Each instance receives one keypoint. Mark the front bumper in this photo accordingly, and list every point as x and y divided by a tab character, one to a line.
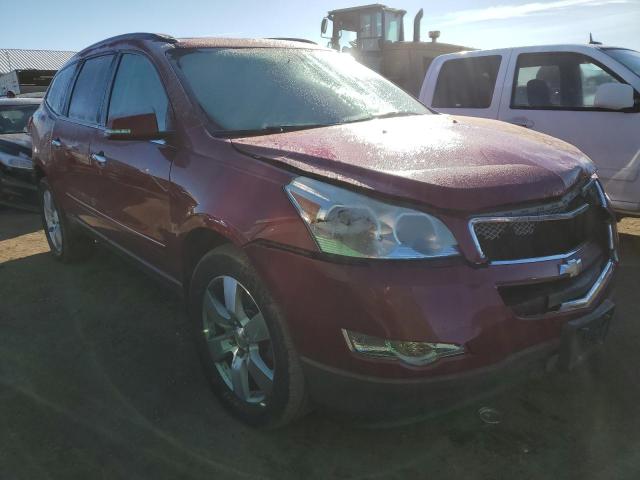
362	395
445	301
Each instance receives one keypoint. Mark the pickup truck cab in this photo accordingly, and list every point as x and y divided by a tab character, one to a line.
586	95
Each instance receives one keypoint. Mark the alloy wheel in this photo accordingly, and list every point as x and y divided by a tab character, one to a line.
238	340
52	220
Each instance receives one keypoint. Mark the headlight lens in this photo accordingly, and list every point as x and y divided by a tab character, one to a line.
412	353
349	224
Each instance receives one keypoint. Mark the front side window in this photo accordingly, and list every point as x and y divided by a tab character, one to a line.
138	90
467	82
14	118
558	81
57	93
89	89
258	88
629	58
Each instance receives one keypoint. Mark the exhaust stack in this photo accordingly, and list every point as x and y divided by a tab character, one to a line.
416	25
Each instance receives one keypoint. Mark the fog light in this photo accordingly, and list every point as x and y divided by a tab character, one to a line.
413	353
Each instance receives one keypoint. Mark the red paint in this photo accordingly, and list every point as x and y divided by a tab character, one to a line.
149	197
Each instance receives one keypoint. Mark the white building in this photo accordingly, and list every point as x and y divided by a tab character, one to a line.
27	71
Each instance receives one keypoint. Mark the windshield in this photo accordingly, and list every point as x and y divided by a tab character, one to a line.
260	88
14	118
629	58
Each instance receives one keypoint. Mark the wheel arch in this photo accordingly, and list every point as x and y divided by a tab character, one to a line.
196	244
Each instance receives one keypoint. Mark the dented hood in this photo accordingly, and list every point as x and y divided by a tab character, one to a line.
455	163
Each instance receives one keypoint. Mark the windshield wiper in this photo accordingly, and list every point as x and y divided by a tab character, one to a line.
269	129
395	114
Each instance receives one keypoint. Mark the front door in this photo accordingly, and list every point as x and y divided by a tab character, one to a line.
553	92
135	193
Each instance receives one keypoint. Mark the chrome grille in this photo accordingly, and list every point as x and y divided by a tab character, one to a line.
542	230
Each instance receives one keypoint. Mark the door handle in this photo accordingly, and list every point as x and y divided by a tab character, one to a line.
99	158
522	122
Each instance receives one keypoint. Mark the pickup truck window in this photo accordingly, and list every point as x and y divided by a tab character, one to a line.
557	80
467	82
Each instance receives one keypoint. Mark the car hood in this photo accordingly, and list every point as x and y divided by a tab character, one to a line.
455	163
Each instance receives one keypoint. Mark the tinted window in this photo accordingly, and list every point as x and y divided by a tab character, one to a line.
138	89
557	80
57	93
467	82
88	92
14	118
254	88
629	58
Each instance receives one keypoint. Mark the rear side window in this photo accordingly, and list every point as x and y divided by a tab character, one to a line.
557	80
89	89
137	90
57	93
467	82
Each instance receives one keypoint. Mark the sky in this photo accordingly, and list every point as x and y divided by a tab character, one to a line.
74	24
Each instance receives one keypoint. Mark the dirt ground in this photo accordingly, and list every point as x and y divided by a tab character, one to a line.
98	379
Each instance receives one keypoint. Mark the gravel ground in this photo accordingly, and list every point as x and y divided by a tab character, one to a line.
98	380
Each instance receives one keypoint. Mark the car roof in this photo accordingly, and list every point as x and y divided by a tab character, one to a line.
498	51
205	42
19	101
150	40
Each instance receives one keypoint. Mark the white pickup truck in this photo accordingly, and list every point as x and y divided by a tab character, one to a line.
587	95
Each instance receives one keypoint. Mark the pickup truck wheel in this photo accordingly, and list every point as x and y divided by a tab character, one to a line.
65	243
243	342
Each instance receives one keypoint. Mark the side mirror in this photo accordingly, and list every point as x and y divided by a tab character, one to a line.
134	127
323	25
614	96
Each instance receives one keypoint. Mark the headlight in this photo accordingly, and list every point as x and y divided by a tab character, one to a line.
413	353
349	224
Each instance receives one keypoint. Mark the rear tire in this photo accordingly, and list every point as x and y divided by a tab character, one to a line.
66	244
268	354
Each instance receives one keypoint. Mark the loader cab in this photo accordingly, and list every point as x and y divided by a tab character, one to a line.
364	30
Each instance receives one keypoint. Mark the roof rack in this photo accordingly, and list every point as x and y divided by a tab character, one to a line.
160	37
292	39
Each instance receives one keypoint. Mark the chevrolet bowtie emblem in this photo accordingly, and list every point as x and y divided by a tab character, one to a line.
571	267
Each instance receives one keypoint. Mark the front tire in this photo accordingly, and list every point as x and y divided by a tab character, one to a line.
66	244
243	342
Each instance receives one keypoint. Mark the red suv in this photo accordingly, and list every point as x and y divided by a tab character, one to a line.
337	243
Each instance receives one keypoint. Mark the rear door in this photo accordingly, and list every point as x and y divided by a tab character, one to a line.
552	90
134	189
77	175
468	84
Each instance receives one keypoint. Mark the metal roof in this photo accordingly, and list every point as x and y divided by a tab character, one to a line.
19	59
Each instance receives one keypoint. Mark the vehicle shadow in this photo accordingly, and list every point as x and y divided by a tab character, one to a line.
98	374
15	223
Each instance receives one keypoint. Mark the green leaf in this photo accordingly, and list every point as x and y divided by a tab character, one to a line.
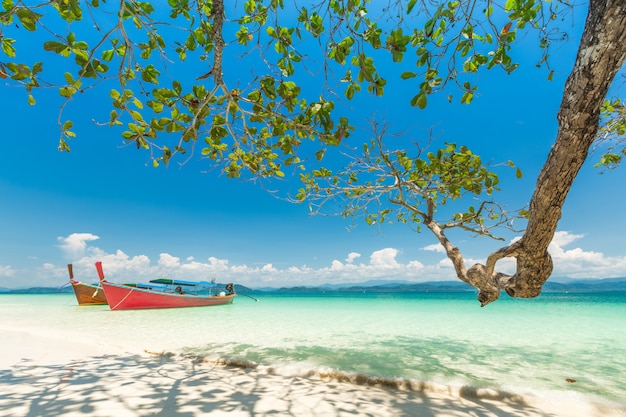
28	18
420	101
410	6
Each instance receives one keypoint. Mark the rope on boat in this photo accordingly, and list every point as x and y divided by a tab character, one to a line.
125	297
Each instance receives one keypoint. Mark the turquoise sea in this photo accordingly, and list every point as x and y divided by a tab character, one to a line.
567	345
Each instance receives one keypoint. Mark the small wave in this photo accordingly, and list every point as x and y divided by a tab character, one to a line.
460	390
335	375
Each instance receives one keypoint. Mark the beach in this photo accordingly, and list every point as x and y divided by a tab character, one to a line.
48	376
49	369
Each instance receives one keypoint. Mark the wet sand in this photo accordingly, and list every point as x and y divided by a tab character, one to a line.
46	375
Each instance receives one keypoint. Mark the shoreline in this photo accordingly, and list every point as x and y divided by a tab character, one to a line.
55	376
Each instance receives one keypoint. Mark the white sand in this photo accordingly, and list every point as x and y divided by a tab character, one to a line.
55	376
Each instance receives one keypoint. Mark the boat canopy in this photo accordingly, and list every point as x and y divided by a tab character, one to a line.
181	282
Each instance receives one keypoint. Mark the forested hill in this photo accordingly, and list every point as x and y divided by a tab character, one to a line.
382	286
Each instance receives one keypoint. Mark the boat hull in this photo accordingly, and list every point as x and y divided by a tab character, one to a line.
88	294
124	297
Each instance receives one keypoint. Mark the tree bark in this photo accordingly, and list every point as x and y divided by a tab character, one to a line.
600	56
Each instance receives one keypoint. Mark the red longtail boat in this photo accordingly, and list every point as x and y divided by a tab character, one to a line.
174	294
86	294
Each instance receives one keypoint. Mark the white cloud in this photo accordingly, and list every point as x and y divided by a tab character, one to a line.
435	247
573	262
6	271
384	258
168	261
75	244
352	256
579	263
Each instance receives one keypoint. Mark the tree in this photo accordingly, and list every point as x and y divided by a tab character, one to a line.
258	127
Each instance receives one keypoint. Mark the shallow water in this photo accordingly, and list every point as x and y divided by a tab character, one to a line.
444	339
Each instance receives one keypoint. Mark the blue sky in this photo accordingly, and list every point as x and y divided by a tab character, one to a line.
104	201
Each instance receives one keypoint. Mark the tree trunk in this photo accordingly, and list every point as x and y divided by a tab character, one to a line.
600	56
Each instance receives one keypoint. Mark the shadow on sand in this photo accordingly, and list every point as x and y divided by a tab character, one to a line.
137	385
# # # #
→ What you are asked to do
Exclude the pictures and repeat every other part of the records word for word.

→ Answer for this exercise
Each instance receives one keypoint. Mark the front bumper in this photo accordingly, and list every point as x and y divided by a tab character, one to a line.
362	395
445	301
Each instance receives one keypoint. Mark the pickup truck cab in this photo accordingly, and list every point as x and y divided by a tab character, one to a line.
586	95
Each instance receives one keypoint. Mark the alloy wheel in this photo accordingly, and list every point as x and y divided by a tab character, one to a line.
238	340
52	220
Each instance receives one keypoint. Mark the headlight lens in this photo accordingly, and list every point as x and y divided by a tab character, one to a line.
412	353
349	224
Each instance receives one keypoint. Mark the front side window in this photo accordingly, and list every point as x and y divided by a tab character, one to a line.
138	90
467	82
14	118
558	81
57	93
89	89
258	88
629	58
Each instance receives one keypoint. Mark the exhaust stack in this photo accordingly, and list every point as x and y divided by a tab character, one to a line.
416	25
Each instance receives one keypoint. Mark the fog light in this photo accordingly, and list every point as x and y divided by a tab character, one to a line.
413	353
Each instance receives one keypoint. Mark the red paint in this photo accordingly, and list every point as x and y divided by a tab character, one to a line.
149	197
Each instance receives one keypoint. Mark the white building in this photo accordingly, and list every point as x and y divided by a tab character, one to a line.
27	71
Each instance receives one keypoint. Mark the windshield in this photo accordingly, and list every point as x and y divided by a tab character, one to a line.
260	88
14	118
629	58
Each instance receives one keypoint. Mark the wheel arch in this photo accordingly, and list every point as x and y divided by a tab character, one to a line.
196	244
Each instance receives one keypoint. Mark the dented hood in this photo accordingly, and list every point as x and y divided by a tab character, one to a line.
455	163
Each instance receives one keypoint. Mark the windshield wiper in this photo accordingly, and list every point as x and y divided by a tab character, one to a line.
269	129
395	114
Each instance receives one keypoint. Mark the front door in this photo accordingly, and list every point as x and y divided by a tab character, one to a line.
553	92
135	193
Each instance receives one keypoint. Mark the chrome grille in this photo accordingly, and list every point as x and y divided by a tab character, one to a line.
542	230
Each instance receives one keypoint. Mark the door handle in this photo accordingly, and list every point as x and y divided by a tab character, one to a line.
99	158
522	122
Each instance receives one keypoint. Mark the pickup truck window in this photo accordingly, and list every point as x and y divided by a tab character, one to a line.
557	80
467	82
Each instance receives one keypoint. Mark the car hood in this photo accordingly, and list every point as x and y divided by a tab character, one to a line.
455	163
Each instance receives one keypoint. Mark the tinted window in this photo accordingly, and list every point as x and y divided by a tab character, one to a line.
138	89
557	80
57	93
467	82
88	92
14	118
254	88
629	58
Each instance receives one keypoint. Mark the rear side window in this photo accordingly, and list every point as x and y divided by a tab character, one to a line.
557	80
89	89
137	90
57	93
467	82
Each instance receives one keypoint. Mark the sky in this photo accordingly, and list every point as x and y divided by a tab character, one to a line.
74	24
Each instance receives one keypoint. Mark the dirt ground in this photo accordingly, and list every point as x and y divided by a tab character, one to a line.
98	379
Each instance receives one keypoint. Mark the gravel ground in this photo accordingly, and list every point as x and y divided by a tab character, one to a line.
98	380
Each instance receives one keypoint. Mark the car roof in this photo accordingly, and list every point as x and y divided by a tab character, one to a line.
498	51
205	42
19	101
150	40
Each instance receives one keypoint. Mark the white pickup truck in this photo accordingly, and list every point as x and y divided by a tab character, one to a line.
587	95
Each instance receives one keypoint. Mark the pickup truck wheel in this photo accordingly, and list every point as x and y divided by a tab character, one to a line.
65	243
243	342
Each instance receives one keypoint. Mark the side mirror in this photo accordingly, and list every point as x and y divided by a tab character, one to a line.
134	127
323	25
614	96
Each instance receives one keypoint. Mark the headlight in this photo accordingly, and list every point as x and y divided by a tab character, one to a line.
413	353
349	224
Each instance receives one keypoint. Mark the rear tire in this photo accordingly, and list every point as x and y divided by a tab character, one to a line.
66	244
268	354
Each instance receives one keypoint. Mark the loader cab in this photo accordingly, and list every point as x and y divided by a tab character, one to a line.
364	30
Each instance receives one keypoint. Mark the roof rack in this photo accordingly, and list every point as x and y divided by a tab character, one to a line.
160	37
292	39
Each instance receives one keypoint. Mark the chevrolet bowtie emblem in this photo accordingly, and list every point as x and y divided by a tab character, one to a line.
571	267
Each instance receives one keypoint. Mark the front tire in this photo accordingly, and list every point as x and y divided by a tab character, one to a line.
66	244
243	342
Each instance receives one keypoint. Mark the red suv in this photo accordingly, and list every point as x and y divided by a tab character, one to a line.
337	243
Each instance receives one keypoint. Mark the rear door in this photo accordingly, and list every point as x and y divided by a tab character, one to a line.
552	90
134	189
77	175
468	84
Each instance receives one keypoint. Mark the metal roof in this photo accordingly, and list every point as x and y divided by a tab character, one to a line.
19	59
Each instance receives one keypoint. Mark the vehicle shadow in this photo accordingly, and list every point as x and y divided by a tab character, one to a line.
98	374
15	223
Each instance receives one keypoint. Mark the green leaf in this photo accordingly, and list every point as x and y divided by a tab character, one to a line.
28	18
420	101
410	6
Each instance receives one keypoint. Mark the rope on boat in this photo accordingly, and list every point as x and y divided by a tab character, one to a line.
125	297
Each instance receives one keypoint. Mark the turquoise sea in this photo accordingly, and list every point as x and y divided by a tab character, one to a line.
567	345
Each instance receives one keypoint. Mark the small wave in this photo accordingly, and list every point as x and y divided by a tab character, one to a line.
460	390
335	375
Each instance receives one keypoint. Mark the beach in this photo accordingly, and list every point as x and y divided by a tab character, one to a line.
48	376
49	369
Each instance receives one keypoint. Mark the wet sand in this photo accordingly, and list every point as x and y divided by a tab character, one to a line.
46	375
Each instance receives one keypoint. Mark the shoreline in this photo accordingly, and list every point as x and y divided by a tab character, one to a line.
55	376
Each instance receives one keypoint. Mark the white sand in this photo accordingly, and list every point as x and y divided by a tab character, one to a line.
55	376
Each instance receives one keypoint. Mark the boat canopy in this photo accordingly, and list every point as x and y divided by a tab character, one to a line.
181	282
Each instance receives one keypoint. Mark the forested hill in this photo accordingly, and list every point as x and y divided by a tab character, one to a line.
382	286
Each instance receives one keypoint. Mark the boat hull in this photo accordingly, and list every point as x and y divided by a tab character, one to a line.
88	294
124	297
Each instance receives one keypoint. Mark the tree bark in this photo accordingly, and list every point as x and y divided by a tab character, one to a line.
600	56
Each instance receives one keypoint. Mark the red longtail boat in this photo accordingly, and list every point as x and y divided by a tab character, one to a line.
174	294
86	294
Each instance receives one keypoint. Mark the white cloud in this photo accordingly, and list every point as x and y divided by a tab character, one to a line.
435	247
573	262
6	271
384	258
168	261
75	244
352	256
579	263
Each instance receives one keypoint. Mark the tree in this photo accordingly, and list every point as x and y divided by a tab character, one to a line.
258	127
Each instance receives one keypoint. Mark the shallow water in this photo accordingly, and list every point as x and y divided by a tab character, one to a line.
444	339
Each instance receives one keypoint. Mark the blue sky in this photo accordingly, and list every point as x and y divided by a tab character, one to a line.
104	201
Each instance receives one keypoint. Mark the tree trunk in this photo accordingly, and list every point as x and y divided by a tab character, one to a line.
600	56
Each instance receives one keypoint. Mark the shadow on sand in this photo accordingly, and list every point as x and y divided by a tab character, one to a line.
137	385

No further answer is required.